◆ PROBLEM DETAILS ◆
These records must be written out again exactly.

◆ DATASET RECORDS ◆
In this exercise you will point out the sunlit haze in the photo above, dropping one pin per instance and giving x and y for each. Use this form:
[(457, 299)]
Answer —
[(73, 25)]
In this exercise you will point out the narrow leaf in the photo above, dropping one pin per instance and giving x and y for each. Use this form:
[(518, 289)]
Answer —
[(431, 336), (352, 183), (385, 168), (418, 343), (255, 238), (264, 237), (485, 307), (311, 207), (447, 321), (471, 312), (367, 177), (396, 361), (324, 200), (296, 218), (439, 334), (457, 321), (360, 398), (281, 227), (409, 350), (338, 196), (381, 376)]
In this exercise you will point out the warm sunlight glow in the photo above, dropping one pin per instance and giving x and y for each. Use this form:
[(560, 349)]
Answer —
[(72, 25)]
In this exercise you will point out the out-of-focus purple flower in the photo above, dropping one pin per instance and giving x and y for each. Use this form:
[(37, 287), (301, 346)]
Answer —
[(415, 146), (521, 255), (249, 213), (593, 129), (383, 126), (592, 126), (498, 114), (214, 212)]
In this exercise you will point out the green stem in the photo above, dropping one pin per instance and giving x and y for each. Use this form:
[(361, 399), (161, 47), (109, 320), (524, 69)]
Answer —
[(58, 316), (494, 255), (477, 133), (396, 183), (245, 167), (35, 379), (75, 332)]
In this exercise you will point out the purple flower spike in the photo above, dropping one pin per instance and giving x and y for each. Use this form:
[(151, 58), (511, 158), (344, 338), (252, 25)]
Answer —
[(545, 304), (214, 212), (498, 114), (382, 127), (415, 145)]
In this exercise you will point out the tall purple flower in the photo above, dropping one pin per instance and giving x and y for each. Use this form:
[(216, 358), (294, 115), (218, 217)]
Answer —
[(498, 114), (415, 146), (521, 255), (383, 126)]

◆ REPLY ◆
In this exercise you will point out the sunlit haze in the photo above, dropping one pin per instance and giving x and y for each. Use this form:
[(457, 299)]
Answer —
[(73, 25)]
In this exercise you will point out the narrow leaf in the photo above, dropping one pin per instance and giving x and y for each. Use this form:
[(518, 289)]
Answer —
[(431, 336), (352, 183), (385, 168), (418, 343), (255, 238), (264, 237), (485, 307), (311, 207), (447, 321), (471, 312), (367, 177), (396, 361), (324, 200), (296, 218), (439, 334), (457, 321), (360, 398), (281, 227), (409, 350), (338, 196), (381, 376)]
In this exercise you will point out the warm sunlight glow in the photo above, dropping one pin per instance and giving x and y for each. Use this form:
[(560, 349)]
Answer —
[(72, 25)]
In this exercise you will point out the out-of-focus purple flower in the photo above, dropping one pin per instance and giving x and y for each. Use this form:
[(37, 287), (301, 346)]
Answer —
[(415, 146), (521, 255), (249, 213), (593, 129), (383, 126), (592, 126), (498, 114), (214, 212)]
In this exercise you will point out the green stem in the photo above, dropping one pin per instance and giving x and y for each. Use this form:
[(361, 399), (161, 47), (109, 320), (524, 69)]
Answer —
[(58, 316), (494, 255), (477, 133), (396, 183), (245, 167), (35, 379), (75, 332)]
In this exercise you will point out the purple flower spike in the photo above, dropping one pin per instance and giving x and y for each. Use this form:
[(151, 58), (511, 158), (344, 338), (252, 25)]
Answer —
[(545, 304), (214, 212), (498, 114), (382, 127), (415, 145)]
In this exercise you will point out the tall purple flower in the photo above, dropping one pin per instance and giving x and y for each. Use this form:
[(216, 358), (294, 115), (218, 217)]
Answer —
[(498, 114), (415, 146), (521, 255), (383, 126)]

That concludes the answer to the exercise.